## [Request]
Edit the data below, replacing every "Could you kindly tag" with "Please mark" and changing nothing else. Leave the pictures out of your answer.
[START OF Provided data]
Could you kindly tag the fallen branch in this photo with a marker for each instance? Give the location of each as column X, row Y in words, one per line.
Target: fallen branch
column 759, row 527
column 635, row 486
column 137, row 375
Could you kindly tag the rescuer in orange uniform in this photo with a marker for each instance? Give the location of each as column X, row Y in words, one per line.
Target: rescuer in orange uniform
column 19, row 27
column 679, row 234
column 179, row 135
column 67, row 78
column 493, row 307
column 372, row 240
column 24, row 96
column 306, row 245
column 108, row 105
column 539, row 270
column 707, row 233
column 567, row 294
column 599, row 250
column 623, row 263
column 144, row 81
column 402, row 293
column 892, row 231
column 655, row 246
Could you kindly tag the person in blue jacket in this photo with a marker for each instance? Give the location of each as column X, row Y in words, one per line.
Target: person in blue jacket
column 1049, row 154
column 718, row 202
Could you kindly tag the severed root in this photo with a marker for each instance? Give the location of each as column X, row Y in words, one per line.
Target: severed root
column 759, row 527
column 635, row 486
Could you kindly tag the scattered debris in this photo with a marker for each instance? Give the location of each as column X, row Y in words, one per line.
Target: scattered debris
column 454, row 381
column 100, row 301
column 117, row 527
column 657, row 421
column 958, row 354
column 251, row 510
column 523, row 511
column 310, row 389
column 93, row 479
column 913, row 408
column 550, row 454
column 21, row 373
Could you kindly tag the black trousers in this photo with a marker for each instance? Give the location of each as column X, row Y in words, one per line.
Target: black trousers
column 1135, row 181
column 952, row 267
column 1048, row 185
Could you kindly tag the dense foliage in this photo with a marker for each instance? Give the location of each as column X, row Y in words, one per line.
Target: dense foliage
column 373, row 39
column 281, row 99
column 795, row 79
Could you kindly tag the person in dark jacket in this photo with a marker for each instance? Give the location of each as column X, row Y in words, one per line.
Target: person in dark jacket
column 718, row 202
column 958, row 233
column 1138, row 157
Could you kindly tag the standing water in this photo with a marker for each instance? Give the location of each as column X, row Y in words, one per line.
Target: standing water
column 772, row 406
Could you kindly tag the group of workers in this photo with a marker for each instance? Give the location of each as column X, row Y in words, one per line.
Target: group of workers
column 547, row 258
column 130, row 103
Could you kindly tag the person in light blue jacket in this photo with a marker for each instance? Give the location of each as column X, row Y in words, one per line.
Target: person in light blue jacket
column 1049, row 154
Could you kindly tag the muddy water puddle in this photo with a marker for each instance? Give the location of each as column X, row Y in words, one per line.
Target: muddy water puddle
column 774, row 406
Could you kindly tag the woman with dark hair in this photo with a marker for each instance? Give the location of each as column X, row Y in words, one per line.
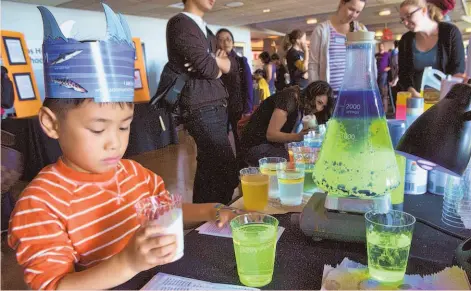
[END OF Provided data]
## [Correct answer]
Please mark the fallen branch in this photo with a marker for each instance? Give the location of each as column X, row Y in words, one per line.
Target: fallen branch
column 759, row 527
column 635, row 486
column 137, row 375
Please mark the rescuer in orange uniform in this photo with a marker for each instance? Give the location of each as column X, row Y in words, one per line.
Target: rescuer in orange uniform
column 19, row 27
column 679, row 234
column 179, row 135
column 67, row 78
column 493, row 307
column 372, row 240
column 24, row 96
column 306, row 245
column 108, row 105
column 539, row 270
column 707, row 233
column 567, row 294
column 599, row 250
column 623, row 263
column 144, row 81
column 402, row 293
column 892, row 231
column 655, row 246
Please mark the person in blue jacket in this photo with a marker for each instance? Give the location of each as column X, row Y in words, one per line.
Target: person in blue jacket
column 1049, row 154
column 718, row 202
Please mark the severed root in this photo with a marker for each instance? Give the location of each as column X, row Y in words, one per line.
Target: severed root
column 759, row 527
column 635, row 486
Please mark the scattered debris in this photo with a marker for each instance? Give the location of each as column X, row Y in words, one per line.
Target: scattered debris
column 454, row 381
column 100, row 301
column 117, row 527
column 657, row 421
column 958, row 354
column 251, row 510
column 523, row 511
column 310, row 389
column 93, row 479
column 913, row 408
column 550, row 454
column 21, row 373
Please mark the black trousers in this photo with a marker for each instance? Give the location of each as column X, row Y in words, one per line.
Target: black trousers
column 1135, row 181
column 952, row 267
column 1048, row 185
Please mark the dense foliage in this photo with a marker for each instance? Give the location of each as column X, row Y in words, one per line.
Target: dense foliage
column 373, row 39
column 281, row 99
column 795, row 79
Please mark the person in dark jacket in this photo with a marker for each instance? Give the location of each as column X, row Y in words, one per line.
Target: person in dark jacket
column 718, row 202
column 958, row 233
column 1138, row 157
Please mark the standing water in this photo with a marker for each instance? Give the location of each as column X, row Y in words, one per line.
Target: standing water
column 772, row 406
Please mark the group of workers in this photo with a marker for each instance? Give the location of each as column X, row Y in words, one per line.
Target: group of workers
column 547, row 258
column 130, row 103
Please mark the person in light blue jacket in this photo with a marker for each instance? Give the location of each as column X, row Y in words, one per line.
Target: person in light blue jacket
column 1049, row 154
Please mark the muddy water puddle in this photo with a marker for each instance? Give the location of each as column X, row Y in words, one per line.
Target: muddy water puddle
column 774, row 406
Please mark the woman with dark hair in this photo with a marker for each instance? Give the location of each as column X, row Y in words, one per line.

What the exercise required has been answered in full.